• [Extrait de page]:
..........

Son engagement religieux : Ses récits étaient souvent teintés d’une vision chrétienne du monde. Dans un milieu littéraire souvent laïc (ou influencé par le vodou ?), voire critique envers la religion, cela a pu freiner sa reconnaissance.
L’impact du contexte politique : Écrire sous Duvalier, c’était naviguer entre les lignes de censure et d’autocensure. Ses œuvres, marquées par une critique des dérives politiques, ont pu être marginalisées.
Le poids du français comme langue littéraire : Malgré les avancées de la littérature créole, le français dominait toujours la scène culturelle. Un auteur créolophone était encore perçu comme un écrivain de seconde zone.

..........

• [Données enregistrées]:
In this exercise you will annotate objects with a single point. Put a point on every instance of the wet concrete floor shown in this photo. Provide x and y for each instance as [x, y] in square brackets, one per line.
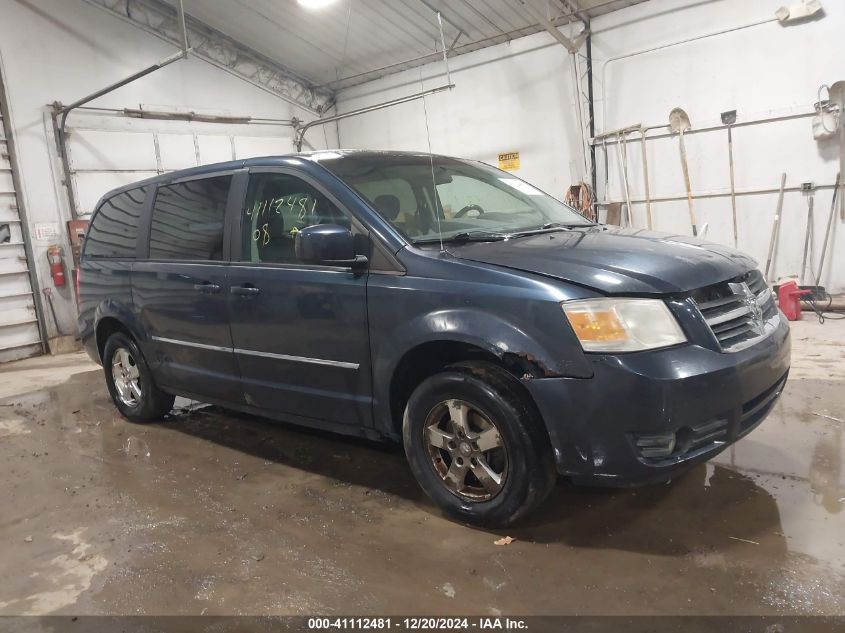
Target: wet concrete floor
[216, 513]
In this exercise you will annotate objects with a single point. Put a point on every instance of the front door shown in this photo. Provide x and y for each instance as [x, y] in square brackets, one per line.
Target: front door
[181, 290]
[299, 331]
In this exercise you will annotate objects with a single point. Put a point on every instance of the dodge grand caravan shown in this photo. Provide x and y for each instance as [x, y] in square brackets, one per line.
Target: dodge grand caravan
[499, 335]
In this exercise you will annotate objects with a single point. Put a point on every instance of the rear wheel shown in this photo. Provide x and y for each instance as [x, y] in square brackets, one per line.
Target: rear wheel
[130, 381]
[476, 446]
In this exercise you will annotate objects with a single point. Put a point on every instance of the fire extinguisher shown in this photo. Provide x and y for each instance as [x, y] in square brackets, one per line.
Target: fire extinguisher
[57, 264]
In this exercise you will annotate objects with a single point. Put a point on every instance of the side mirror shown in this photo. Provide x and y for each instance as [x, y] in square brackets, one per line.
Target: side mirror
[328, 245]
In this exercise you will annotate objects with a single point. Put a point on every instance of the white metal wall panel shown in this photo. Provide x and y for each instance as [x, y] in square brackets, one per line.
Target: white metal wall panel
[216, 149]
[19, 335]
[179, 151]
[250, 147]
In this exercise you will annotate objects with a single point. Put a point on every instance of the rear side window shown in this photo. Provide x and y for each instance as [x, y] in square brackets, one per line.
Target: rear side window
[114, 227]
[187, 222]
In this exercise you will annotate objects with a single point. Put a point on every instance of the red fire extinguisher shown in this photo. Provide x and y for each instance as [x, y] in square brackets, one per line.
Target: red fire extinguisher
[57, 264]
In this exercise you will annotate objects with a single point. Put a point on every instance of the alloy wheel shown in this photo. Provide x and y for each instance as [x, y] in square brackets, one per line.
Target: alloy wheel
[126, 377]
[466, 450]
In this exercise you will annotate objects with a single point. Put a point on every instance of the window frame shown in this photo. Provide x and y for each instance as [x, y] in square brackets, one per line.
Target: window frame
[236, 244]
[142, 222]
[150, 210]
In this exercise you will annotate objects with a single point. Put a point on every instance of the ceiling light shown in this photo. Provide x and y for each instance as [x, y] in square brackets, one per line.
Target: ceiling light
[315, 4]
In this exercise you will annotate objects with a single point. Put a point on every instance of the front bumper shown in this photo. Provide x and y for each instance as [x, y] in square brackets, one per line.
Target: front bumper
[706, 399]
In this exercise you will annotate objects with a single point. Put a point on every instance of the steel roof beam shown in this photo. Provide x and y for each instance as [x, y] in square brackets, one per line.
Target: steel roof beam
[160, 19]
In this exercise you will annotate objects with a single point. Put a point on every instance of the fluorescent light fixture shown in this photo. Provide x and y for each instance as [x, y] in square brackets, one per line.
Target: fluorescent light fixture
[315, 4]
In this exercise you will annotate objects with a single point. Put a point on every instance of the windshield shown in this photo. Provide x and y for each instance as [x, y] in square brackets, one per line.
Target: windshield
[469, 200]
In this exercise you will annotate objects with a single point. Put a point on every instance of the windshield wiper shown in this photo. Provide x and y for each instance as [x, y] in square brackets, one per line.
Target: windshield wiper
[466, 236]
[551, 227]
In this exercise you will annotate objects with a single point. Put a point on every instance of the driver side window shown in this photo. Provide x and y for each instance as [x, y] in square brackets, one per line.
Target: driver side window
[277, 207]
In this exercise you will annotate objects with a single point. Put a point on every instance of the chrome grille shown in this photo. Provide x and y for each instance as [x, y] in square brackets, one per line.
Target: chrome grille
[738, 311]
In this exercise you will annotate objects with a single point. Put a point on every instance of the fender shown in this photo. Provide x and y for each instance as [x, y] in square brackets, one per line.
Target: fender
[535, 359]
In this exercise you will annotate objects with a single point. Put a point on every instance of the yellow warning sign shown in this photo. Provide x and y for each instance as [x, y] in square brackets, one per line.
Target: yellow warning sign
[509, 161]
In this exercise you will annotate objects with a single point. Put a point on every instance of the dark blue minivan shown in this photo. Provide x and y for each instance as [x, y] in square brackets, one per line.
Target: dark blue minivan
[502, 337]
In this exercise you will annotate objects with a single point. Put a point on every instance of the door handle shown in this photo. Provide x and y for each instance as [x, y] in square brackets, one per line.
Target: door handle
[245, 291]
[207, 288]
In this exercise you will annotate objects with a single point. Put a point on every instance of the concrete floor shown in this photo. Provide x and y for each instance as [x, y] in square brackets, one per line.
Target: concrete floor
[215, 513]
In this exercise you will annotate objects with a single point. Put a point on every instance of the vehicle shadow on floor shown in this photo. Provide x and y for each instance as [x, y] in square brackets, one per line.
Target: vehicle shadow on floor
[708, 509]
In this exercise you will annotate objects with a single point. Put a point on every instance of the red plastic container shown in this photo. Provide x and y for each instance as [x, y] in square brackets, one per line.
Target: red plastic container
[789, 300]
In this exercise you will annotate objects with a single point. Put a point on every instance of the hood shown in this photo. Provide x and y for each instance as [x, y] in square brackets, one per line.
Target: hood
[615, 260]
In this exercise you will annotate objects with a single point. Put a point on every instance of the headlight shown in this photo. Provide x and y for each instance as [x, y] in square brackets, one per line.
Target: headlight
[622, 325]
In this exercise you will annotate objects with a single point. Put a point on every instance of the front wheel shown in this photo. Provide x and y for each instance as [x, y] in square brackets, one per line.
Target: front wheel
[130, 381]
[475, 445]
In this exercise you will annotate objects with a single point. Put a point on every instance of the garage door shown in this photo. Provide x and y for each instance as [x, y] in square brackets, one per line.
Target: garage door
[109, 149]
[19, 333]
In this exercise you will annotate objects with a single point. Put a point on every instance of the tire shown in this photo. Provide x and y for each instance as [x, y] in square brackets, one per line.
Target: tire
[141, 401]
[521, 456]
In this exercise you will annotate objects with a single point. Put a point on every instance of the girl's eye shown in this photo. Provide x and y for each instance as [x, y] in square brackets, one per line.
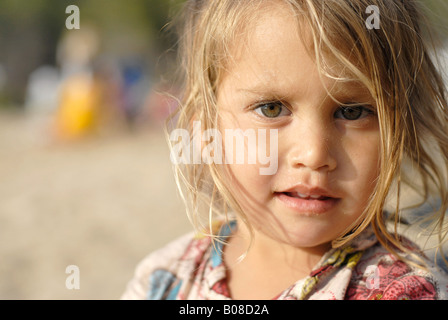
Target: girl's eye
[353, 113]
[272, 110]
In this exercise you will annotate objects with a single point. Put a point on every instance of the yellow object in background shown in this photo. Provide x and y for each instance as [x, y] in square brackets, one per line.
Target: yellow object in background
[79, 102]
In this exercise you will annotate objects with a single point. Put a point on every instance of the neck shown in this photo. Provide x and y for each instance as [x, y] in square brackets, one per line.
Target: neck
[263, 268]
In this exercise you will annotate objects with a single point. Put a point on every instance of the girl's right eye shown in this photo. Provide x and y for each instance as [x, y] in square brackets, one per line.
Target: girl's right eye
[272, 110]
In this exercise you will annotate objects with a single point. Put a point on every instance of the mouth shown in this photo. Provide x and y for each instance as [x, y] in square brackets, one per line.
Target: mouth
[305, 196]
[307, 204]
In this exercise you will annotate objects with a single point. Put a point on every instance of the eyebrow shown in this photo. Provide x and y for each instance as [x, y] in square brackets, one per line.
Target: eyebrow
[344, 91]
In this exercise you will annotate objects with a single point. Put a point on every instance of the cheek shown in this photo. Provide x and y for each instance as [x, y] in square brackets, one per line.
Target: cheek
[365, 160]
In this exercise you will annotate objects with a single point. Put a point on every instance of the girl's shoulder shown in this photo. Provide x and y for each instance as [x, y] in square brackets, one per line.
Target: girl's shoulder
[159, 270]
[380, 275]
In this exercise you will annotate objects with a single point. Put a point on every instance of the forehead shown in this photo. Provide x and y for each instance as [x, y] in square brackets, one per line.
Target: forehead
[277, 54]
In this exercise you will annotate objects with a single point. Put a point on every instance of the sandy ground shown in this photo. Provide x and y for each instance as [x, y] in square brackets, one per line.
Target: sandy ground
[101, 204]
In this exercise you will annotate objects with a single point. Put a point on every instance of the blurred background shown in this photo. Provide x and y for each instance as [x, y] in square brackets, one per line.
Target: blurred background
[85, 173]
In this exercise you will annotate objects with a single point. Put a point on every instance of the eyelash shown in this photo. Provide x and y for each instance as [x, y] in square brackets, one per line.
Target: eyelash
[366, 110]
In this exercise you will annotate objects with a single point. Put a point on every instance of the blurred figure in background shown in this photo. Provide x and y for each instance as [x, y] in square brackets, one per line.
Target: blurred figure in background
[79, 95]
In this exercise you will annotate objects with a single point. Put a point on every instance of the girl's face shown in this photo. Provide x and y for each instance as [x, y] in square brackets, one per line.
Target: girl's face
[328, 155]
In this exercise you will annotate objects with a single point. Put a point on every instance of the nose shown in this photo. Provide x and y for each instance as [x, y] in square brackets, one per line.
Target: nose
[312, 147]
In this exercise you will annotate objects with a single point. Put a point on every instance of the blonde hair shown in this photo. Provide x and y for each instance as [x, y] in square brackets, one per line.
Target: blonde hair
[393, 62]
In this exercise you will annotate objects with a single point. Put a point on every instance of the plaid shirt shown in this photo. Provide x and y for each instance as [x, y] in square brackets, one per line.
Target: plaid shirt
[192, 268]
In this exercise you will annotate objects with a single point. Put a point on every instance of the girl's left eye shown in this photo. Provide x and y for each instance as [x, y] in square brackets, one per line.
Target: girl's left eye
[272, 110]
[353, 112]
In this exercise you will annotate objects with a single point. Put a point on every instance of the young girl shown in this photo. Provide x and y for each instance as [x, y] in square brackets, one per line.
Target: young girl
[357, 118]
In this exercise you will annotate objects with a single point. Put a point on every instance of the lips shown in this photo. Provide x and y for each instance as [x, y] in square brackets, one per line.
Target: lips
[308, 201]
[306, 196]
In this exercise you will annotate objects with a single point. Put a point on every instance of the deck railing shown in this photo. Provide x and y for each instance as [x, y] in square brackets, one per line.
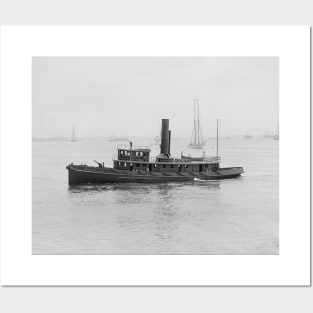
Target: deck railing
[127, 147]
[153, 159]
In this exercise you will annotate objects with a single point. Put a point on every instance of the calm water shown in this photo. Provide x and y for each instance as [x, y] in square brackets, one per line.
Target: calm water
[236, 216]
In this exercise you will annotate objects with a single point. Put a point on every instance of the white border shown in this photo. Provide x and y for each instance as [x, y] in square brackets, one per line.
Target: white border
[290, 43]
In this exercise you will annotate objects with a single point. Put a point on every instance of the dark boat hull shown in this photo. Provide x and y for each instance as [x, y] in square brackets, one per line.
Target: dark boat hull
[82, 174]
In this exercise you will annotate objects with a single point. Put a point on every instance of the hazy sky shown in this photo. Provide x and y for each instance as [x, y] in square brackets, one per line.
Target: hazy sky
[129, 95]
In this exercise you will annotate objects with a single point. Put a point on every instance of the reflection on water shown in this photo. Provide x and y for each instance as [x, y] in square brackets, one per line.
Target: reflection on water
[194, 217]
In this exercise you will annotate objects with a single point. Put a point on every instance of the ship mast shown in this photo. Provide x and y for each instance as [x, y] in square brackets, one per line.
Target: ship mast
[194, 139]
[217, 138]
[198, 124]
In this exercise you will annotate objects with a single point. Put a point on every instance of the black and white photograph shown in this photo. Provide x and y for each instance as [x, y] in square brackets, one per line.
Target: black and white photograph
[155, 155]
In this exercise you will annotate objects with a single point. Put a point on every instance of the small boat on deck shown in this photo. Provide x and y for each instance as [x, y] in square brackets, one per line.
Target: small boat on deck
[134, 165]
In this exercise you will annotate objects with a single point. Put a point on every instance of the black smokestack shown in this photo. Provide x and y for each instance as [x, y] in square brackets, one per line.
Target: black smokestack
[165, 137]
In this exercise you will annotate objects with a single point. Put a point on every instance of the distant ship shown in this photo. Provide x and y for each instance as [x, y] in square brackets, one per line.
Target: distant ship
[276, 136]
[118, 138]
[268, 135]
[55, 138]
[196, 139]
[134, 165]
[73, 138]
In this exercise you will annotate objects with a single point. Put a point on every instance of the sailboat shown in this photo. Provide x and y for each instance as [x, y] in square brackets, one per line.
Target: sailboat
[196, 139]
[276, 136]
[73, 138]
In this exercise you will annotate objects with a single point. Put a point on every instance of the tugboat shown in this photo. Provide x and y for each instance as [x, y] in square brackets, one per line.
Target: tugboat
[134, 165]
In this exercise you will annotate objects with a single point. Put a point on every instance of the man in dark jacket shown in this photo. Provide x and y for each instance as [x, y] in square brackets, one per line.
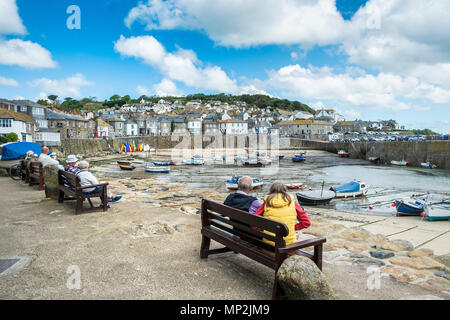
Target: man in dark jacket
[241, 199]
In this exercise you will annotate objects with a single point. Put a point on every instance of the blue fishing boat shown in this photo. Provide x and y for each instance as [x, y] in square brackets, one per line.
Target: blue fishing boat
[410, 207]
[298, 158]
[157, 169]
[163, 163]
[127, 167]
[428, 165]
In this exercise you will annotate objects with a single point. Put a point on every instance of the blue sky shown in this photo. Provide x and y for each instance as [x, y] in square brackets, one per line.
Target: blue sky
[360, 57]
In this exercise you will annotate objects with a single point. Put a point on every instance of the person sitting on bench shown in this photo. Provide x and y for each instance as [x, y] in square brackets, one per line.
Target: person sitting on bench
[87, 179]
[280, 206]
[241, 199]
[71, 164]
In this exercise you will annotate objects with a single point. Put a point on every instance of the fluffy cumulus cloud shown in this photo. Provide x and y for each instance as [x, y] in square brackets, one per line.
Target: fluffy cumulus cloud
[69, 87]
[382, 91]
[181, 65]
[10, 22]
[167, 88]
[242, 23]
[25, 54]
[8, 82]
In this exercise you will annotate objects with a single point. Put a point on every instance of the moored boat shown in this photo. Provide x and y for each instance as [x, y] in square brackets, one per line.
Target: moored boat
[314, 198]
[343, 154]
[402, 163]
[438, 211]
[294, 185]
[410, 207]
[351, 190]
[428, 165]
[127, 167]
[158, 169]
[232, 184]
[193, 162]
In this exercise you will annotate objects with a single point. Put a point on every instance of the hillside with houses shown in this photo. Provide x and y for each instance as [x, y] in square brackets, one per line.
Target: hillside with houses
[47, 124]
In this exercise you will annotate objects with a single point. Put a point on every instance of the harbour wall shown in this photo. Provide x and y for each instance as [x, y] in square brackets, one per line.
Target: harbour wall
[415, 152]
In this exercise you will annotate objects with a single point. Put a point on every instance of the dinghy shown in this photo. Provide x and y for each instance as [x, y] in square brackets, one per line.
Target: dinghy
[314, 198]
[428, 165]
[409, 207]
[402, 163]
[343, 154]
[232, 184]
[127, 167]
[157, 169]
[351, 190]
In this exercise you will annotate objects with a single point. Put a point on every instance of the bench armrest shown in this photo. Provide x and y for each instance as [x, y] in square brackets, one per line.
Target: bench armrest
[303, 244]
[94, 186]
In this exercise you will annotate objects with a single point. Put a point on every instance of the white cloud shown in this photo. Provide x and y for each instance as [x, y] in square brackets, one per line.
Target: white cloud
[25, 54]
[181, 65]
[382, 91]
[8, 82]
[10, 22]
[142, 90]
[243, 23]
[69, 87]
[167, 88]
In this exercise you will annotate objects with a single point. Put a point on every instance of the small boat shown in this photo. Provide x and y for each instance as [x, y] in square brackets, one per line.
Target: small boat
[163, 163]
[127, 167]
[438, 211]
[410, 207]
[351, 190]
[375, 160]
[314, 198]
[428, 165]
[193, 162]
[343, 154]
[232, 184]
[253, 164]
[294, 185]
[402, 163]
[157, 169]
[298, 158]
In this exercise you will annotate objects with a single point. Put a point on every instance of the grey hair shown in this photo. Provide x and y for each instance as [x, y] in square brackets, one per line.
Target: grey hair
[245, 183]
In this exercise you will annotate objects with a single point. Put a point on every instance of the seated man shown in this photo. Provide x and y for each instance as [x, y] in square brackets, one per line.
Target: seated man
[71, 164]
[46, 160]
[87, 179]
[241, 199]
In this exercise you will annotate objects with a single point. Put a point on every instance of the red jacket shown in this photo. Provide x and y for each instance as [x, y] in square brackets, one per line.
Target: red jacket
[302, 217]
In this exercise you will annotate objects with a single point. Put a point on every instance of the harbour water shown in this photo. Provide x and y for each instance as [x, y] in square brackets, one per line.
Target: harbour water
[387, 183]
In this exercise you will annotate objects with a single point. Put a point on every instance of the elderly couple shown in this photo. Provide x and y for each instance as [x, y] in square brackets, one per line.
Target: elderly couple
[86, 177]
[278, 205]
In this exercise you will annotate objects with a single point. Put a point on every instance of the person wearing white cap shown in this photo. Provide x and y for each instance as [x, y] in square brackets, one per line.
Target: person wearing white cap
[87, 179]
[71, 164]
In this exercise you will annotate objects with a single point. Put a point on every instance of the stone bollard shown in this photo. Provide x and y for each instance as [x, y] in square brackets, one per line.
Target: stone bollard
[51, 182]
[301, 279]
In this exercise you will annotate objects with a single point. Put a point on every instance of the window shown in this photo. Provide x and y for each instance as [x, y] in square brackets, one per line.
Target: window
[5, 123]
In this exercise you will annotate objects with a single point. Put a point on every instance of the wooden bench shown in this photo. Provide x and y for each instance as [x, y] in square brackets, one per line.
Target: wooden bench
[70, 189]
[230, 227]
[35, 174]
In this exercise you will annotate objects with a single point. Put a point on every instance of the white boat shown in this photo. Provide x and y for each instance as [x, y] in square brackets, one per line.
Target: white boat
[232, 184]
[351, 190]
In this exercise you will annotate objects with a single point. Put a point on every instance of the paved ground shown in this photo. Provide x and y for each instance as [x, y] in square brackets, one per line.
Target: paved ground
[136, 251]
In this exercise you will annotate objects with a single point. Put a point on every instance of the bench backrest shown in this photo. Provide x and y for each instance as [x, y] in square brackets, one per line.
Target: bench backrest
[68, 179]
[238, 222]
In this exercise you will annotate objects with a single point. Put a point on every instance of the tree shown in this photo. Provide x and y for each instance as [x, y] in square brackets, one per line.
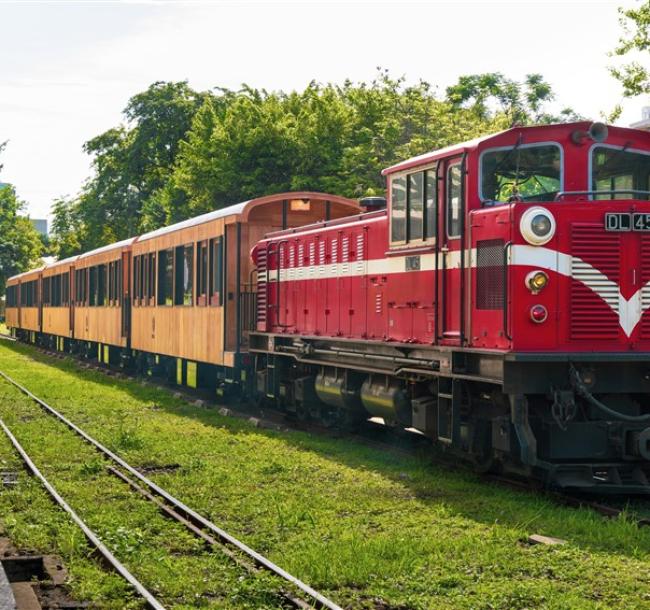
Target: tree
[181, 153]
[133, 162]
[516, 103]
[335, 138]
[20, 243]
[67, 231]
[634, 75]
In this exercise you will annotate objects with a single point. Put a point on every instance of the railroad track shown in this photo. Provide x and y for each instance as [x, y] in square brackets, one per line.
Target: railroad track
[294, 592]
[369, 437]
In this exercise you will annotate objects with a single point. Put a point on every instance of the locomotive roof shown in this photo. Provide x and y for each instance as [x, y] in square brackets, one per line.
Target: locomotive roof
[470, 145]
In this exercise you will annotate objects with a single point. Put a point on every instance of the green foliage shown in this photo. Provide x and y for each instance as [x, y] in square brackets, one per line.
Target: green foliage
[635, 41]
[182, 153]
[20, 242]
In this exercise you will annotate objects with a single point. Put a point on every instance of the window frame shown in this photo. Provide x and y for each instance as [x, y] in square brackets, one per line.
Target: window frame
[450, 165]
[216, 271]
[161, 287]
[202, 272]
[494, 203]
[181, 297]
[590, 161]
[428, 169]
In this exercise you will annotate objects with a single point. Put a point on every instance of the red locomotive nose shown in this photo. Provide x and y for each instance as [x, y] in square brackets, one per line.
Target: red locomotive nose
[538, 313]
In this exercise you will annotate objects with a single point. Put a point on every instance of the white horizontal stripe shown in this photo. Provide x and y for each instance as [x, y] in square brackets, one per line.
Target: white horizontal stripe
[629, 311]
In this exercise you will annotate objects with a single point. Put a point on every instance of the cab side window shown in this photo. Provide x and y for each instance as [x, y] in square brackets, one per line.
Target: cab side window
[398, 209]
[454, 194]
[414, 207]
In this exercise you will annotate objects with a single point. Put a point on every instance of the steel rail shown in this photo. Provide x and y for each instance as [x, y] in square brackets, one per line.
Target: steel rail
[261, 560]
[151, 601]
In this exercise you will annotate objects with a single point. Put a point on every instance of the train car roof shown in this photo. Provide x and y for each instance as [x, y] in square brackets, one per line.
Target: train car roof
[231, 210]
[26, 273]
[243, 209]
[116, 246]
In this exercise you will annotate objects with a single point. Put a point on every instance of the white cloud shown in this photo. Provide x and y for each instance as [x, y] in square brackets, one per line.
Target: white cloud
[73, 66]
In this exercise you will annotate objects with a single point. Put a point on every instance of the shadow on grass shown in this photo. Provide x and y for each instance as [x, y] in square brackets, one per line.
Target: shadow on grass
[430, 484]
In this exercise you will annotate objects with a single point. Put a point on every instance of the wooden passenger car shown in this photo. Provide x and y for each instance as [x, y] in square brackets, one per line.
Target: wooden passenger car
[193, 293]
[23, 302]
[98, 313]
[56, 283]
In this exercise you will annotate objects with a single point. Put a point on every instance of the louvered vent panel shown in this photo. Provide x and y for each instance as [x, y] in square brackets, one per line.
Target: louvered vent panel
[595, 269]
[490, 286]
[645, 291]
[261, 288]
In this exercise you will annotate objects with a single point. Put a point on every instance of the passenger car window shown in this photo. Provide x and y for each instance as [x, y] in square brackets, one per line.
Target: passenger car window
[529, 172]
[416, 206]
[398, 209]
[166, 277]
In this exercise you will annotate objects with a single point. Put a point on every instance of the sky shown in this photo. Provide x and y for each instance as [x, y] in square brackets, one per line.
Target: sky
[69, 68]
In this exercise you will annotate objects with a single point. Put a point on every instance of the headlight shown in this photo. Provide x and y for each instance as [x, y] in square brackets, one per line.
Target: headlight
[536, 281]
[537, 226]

..........

• [Énoncé du problème 1]:
D'après l'extrait de page, sous quel pouvoir politique écrire revenait-il à naviguer entre censure et autocensure ?
• [Énoncé du problème 2]:
Poursuivez le texte sur les obstacles à la reconnaissance de cette œuvre à partir de sa dernière phrase.

• [Résultat 1]:
Sous Duvalier.

• [Résultat 2]:
Il ne s’agit pourtant pas ici de réécrire l’histoire ou de la déformer dans une perspective révisionniste. Au contraire, mettre en lumière l’œuvre de Paultre, c’est replacer les faits dans leur juste contexte et rendre à la littérature créole ce qui lui appartient. Trop longtemps, certaines productions ont été invisibilisées par des schémas figés qui dictaient ce qui méritait ou non d’être considéré comme « littéraire ». Mais l’histoire de la littérature haïtienne est bien plus vaste que son canon officiel.
D’ailleurs, Dr. Bryant C. Freeman, professeur émérite de l’Université du Kansas, qui a étudié son travail et a eu l’occasion de côtoyer son œuvre, l’a surnommé « le Balzac haïtien » en raison de sa capacité à capter et à restituer les nuances du quotidien haïtien avec une justesse remarquable, tout en le qualifiant de romancier haïtien de premier plan.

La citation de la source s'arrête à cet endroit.